■ **EXERCISE DETAILS**
Rewrite the records with every "instance" swapped for "occurrence" and everything else left unchanged. Leave the pictures out of your answer.

■ **PROVIDED DATA**
————
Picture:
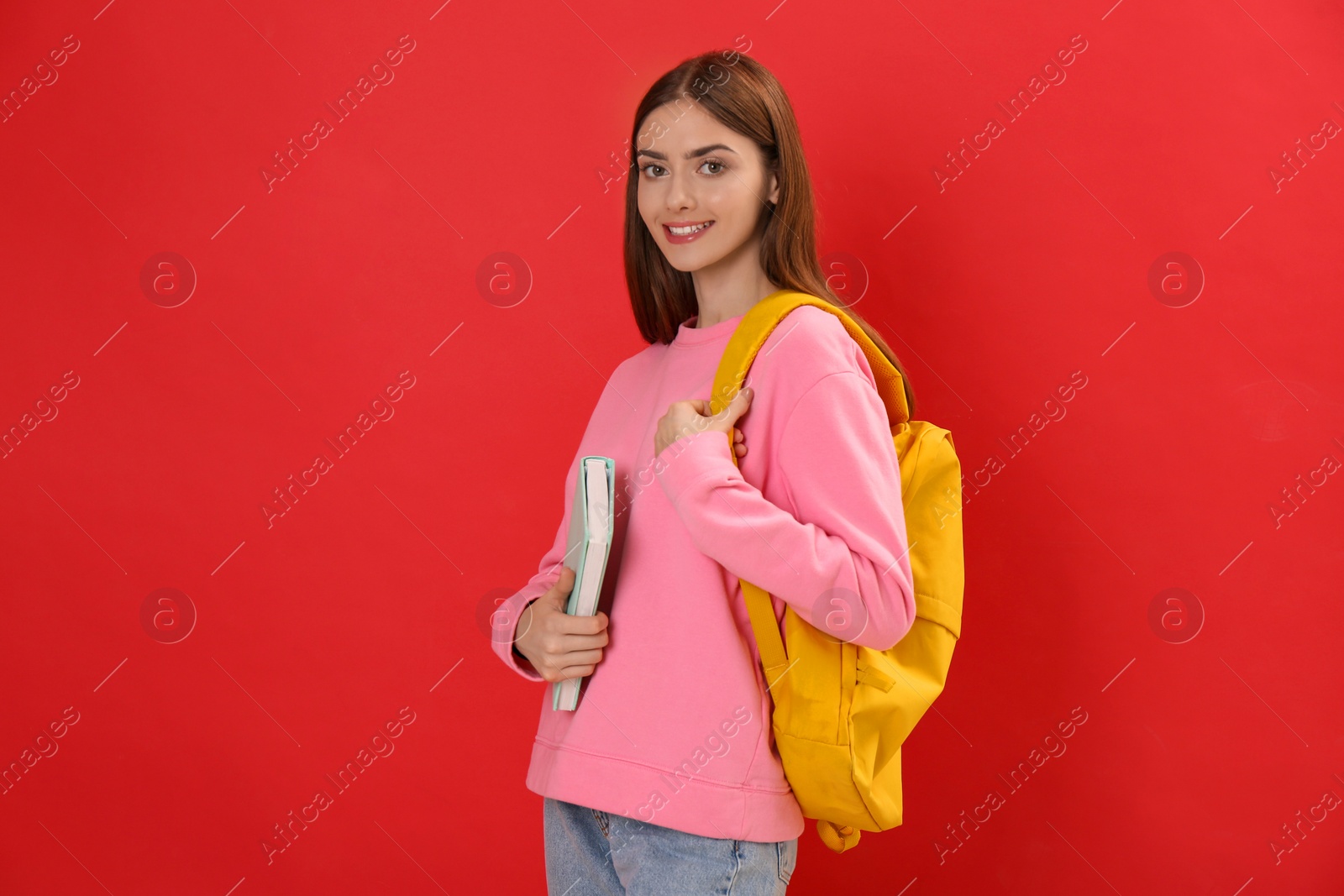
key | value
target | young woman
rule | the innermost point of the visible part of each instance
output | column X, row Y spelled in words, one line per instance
————
■ **WRITTEN ANSWER**
Picture:
key | value
target | young woman
rule | the innermost point of the visible part of each occurrence
output | column X, row Y spelled in words, one line per occurrence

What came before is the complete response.